Excerpt provided:
□ □ □

This handbook could also include obligations and prohibitions for employees which will help employers when facing different employee’s behavior or expressions. Nevertheless, in order to dismiss an employee for an extremist behavior or expression it would be necessary to explore if any of the grounds set forth in our Labor Code -which includes, among others, harassment, gross misbehavior, etc is applicable to the specific circumstances, as the termination must be duly founded in order to avoid claims from the employees.

Moreover, the internal regulations can also include the screening of employees and even monitor their behavior during working hours, but they must be of a general nature, impersonal and preventive, and the dignity of the employee must always be respected. Monitoring employee’s behavior outside working hours is generally forbidden. Regarding potential employees. Chilean law does not prohibit or restrict background checks, and obtaining information does not have statutory limitations. However, companies should avoid questions, tests that could be considered discriminatory.

□ □ □

Data entries:
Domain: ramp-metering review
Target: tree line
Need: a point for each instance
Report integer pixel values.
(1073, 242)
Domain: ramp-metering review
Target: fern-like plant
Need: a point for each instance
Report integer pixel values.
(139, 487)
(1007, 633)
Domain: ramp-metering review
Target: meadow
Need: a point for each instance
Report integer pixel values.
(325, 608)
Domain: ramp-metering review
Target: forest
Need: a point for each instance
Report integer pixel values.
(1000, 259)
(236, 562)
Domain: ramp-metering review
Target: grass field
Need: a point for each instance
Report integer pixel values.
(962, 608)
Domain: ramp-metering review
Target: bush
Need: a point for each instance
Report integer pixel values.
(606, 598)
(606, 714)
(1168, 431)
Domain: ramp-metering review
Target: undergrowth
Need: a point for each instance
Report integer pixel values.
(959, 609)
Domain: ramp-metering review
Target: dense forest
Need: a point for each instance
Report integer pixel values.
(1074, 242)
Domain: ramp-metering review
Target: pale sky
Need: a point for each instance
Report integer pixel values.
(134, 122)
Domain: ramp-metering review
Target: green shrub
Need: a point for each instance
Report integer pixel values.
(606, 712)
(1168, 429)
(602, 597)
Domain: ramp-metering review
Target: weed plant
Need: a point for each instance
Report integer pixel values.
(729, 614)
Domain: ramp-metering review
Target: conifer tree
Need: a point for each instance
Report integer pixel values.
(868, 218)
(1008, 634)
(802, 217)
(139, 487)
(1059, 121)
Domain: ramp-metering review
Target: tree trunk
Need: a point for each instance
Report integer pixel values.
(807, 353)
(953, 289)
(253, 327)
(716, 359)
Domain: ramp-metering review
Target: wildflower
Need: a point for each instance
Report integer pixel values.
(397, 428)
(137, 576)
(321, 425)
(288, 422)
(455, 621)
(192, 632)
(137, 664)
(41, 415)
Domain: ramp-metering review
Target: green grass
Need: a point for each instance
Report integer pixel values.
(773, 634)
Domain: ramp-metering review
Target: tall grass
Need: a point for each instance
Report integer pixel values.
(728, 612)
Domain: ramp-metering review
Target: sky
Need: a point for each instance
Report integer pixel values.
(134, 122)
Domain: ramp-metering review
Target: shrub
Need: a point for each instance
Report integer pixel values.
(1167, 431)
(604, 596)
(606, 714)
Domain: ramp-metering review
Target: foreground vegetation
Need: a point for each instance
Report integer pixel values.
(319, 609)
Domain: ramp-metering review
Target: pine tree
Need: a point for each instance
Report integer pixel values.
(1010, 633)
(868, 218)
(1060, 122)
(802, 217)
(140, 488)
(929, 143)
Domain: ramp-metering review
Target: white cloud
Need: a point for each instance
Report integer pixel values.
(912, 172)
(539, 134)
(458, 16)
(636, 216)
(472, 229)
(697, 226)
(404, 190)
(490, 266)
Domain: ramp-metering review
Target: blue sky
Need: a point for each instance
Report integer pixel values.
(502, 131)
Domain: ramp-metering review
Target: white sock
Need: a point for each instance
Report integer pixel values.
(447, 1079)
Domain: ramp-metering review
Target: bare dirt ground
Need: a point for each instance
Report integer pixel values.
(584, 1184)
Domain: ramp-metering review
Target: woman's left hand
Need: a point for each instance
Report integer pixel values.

□ □ □

Goals:
1. In the passage on internal work regulations, list the three qualities that screening and monitoring of employees must have.
2. According to the passage on internal work regulations, what is the general rule on monitoring employee behavior outside working hours?

Set of answers:
1.
- Of a general nature
- Impersonal
- Preventive

2. It is generally forbidden.